- Request -
Reproduce each of the records below word for word, keeping every line unchanged.

- Extracted material -
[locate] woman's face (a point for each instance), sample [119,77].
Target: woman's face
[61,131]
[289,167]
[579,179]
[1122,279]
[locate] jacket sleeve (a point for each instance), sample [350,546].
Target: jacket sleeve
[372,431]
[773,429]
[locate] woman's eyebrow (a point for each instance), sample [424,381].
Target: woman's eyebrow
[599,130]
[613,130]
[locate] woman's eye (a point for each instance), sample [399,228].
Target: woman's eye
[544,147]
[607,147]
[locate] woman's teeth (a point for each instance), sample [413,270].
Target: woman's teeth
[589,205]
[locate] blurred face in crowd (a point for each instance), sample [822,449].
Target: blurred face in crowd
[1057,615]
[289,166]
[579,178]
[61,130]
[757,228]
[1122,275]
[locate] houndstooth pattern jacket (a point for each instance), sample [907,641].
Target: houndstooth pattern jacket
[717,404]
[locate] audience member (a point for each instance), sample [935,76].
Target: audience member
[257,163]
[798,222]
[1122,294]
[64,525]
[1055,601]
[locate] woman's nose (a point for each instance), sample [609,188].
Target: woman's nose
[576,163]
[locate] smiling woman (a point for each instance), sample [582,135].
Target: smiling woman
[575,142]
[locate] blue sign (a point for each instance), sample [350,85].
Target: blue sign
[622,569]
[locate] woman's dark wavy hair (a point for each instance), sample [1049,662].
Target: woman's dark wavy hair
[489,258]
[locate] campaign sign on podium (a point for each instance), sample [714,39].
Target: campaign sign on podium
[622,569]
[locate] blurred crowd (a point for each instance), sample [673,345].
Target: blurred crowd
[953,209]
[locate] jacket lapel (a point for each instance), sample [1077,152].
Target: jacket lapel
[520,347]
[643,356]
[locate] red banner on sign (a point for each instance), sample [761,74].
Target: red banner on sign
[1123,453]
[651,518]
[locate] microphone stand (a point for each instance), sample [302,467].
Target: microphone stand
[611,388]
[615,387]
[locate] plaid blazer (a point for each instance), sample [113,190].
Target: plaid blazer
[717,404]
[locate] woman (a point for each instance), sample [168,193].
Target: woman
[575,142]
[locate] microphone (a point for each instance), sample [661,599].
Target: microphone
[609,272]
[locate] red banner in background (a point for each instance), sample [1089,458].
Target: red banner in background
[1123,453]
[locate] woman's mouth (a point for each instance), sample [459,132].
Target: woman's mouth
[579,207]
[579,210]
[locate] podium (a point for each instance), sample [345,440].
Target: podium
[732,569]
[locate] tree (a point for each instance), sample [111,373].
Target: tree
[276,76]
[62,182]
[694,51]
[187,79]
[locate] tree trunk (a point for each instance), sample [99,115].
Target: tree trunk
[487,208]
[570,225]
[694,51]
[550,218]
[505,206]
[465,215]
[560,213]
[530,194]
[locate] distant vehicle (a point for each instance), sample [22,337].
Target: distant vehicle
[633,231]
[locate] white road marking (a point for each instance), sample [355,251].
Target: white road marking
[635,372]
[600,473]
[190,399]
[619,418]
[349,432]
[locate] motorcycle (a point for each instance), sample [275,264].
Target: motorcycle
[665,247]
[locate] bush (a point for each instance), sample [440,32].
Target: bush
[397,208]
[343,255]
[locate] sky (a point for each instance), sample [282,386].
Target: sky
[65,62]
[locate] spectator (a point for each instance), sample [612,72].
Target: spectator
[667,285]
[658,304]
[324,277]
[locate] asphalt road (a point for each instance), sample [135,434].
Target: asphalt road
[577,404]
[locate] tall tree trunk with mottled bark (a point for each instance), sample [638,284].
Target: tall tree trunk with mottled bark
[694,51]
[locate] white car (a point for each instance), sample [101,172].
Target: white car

- Complete answer -
[locate] woman's face (a point for each instance), sample [119,77].
Target: woman's face
[61,131]
[289,167]
[579,179]
[1122,279]
[locate] jacket sleeve (a point for each instance), sample [350,546].
Target: jacket sleeve
[372,431]
[773,429]
[locate] woman's eyebrow (a point for each instance), sample [424,381].
Target: woman's eyebrow
[599,130]
[613,130]
[locate] woman's eye (a point for each instance), sample [399,228].
Target: woman's eye
[544,147]
[607,147]
[locate] woman's teeth (a point for each instance), sample [413,270].
Target: woman's teeth
[589,205]
[locate] blurred face in crowd (a point for each instance), sample [822,449].
Target: blurred face in crowd
[1057,615]
[289,166]
[579,178]
[61,130]
[757,228]
[1122,275]
[locate] houndstooth pattern jacket (a point for each instance), sample [907,641].
Target: houndstooth pattern jacket
[717,404]
[locate] audience member (a point for each instance), sample [935,76].
Target: audience member
[257,163]
[798,222]
[1122,294]
[64,525]
[1055,601]
[locate] woman's nose (a point for each instance), sample [609,188].
Target: woman's nose
[576,163]
[locate] smiling woman (a point for each instance), sample [582,135].
Target: smiling woman
[575,142]
[locate] blue sign (a point for each instance), sample [350,85].
Target: blue sign
[622,569]
[locate] woman's dark wavy hair (a point for each instance), sample [1049,662].
Target: woman's dark wavy hair
[489,258]
[locate] campaign sign on podium (a point for each instance), sample [714,39].
Target: campaign sign on podium
[622,569]
[locate] blurred crowd (a point for each instance), sample [673,345].
Target: blurred crowd
[953,209]
[locate] jacket lapel (a point for each instance), sample [1077,152].
Target: jacket lapel
[520,347]
[643,356]
[locate] red banner on sign (a point for each instance), sample [761,74].
Target: red banner on sign
[1123,453]
[651,518]
[locate] microphone stand (a point for each instance), sample [302,467].
Target: microphone stand
[611,388]
[615,387]
[locate] plaid blazer (a point for each instance), sample [113,190].
Target: plaid blazer
[717,404]
[locate] woman (a point for each instance), sample [168,193].
Target: woman
[575,142]
[locate] microphone (a point for each instance), sample [661,599].
Target: microphone
[609,272]
[locate] red banner in background (a point for each instance), sample [1089,458].
Target: red banner in background
[1123,453]
[locate] woman's mouth (a point for each instance), sample [459,132].
Target: woman's mouth
[579,207]
[579,210]
[locate] podium (a point for each instance), sample [345,440].
Target: podium
[732,569]
[locate] tree (a point for each instance), sample [111,373].
Target: tree
[276,76]
[62,182]
[694,51]
[187,79]
[locate] tree trunk (a point for each instance), sample [99,115].
Target: tree trunk
[487,208]
[570,225]
[694,51]
[550,218]
[505,206]
[465,215]
[560,213]
[530,194]
[locate] distant vehicle (a point for each instance), sample [22,337].
Target: distant vehicle
[633,231]
[locate] white road marking (a point for each instance), sample [355,251].
Target: white road marking
[635,372]
[600,473]
[190,399]
[619,418]
[349,432]
[locate] motorcycle (a point for each instance), sample [275,264].
Target: motorcycle
[665,247]
[locate] bush (a point for each instance), sample [440,32].
Target: bush
[397,208]
[343,255]
[locate] sky (a point for each instance), sample [282,386].
Target: sky
[65,62]
[locate] spectator (a point for each instance), sample [612,72].
Target: spectator
[667,285]
[658,304]
[324,277]
[locate] asphalt road (a point for each instance), sample [135,434].
Target: asphalt road
[577,404]
[locate] tall tree trunk with mottled bark (a point for each instance), sample [638,284].
Target: tall tree trunk with mottled bark
[694,51]
[locate] white car (a point for each instance), sample [101,172].
Target: white car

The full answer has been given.